**Selected text**

By Dean F. MacKinnon, MD | March 1, 2007
Dr MacKinnon is associate professor in the department of psychiatry at Johns Hopkins University School of Medicine. He reports that he has no conflicts of interest concerning the subject matter of this article.

Intersecting evidence of bipolar and panic pathophysiology
Investigations into the causes of both disorders suggest an intriguing possible explanation that may account for similarities in the course of illness (episodicity, latent risk, potential for recovery vs residual impairment) as well as unique symptoms of bipolar and panic disorders. The evidence can be summarized as follows.

  • Stress and glucocorticoid regulation. Abnormally high cortisol levels have been associated with bipolar disorder23 and with the enhanced risk for experimentally provoked panic attacks.24 Experimental response to corticotropin-releasing factor has been shown to be reduced in the presence of panic disorder and depression,25 but elevated in individuals with bipolar disorder during the onset of a manic episode.26
  • Monoaminergic neurotransmission. Increased noradrenergic activity is thought to presage both panic attacks27 and switches into mania.28 Allelic variants of catechol-O-methyltransferase have been associated with panic disorder29 and rapid- cycling subtypes of bipolar disorder.30 Serotonin transporter (SERT) polymorphism has been associated with bipolar disorder31 and with experimentally induced panic.32
  • Amygdala and related structures. Some overlap of anatomical evidence in bipolar and panic disorder can be observed from studies that show structural abnormalities33,34 and functional deficits35,36 in the amygdala and related structures.

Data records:
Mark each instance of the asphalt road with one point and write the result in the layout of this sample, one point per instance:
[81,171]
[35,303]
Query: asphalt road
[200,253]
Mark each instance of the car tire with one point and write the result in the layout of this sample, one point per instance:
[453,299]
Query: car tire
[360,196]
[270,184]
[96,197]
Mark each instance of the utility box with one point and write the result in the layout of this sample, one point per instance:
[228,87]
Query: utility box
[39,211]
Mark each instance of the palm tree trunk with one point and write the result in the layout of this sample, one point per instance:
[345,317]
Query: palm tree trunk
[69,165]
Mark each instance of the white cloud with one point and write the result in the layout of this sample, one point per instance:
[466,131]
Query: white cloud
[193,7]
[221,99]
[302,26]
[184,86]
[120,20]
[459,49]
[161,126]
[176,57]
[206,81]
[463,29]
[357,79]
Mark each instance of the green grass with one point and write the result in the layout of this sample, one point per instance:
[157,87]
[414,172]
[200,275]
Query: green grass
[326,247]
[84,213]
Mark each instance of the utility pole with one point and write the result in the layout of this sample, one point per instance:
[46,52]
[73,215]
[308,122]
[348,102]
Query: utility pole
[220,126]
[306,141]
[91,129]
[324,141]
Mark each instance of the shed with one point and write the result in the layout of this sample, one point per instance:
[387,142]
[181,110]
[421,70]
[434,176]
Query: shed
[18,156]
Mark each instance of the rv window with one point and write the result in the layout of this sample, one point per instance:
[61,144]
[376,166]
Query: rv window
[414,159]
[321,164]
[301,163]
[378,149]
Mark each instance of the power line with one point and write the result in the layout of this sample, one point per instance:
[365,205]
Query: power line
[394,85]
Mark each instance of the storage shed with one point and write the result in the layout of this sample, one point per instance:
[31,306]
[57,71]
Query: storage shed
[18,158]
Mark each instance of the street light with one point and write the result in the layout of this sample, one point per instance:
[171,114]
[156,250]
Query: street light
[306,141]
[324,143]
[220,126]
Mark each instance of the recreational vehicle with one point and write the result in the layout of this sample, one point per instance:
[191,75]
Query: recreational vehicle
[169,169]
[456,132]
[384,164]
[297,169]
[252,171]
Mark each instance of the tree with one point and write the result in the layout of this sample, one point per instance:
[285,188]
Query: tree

**Work order**
In the excerpt on bipolar and panic disorders, what position does Dr MacKinnon hold?

**Result of the task**
He is associate professor in the department of psychiatry at Johns Hopkins University School of Medicine.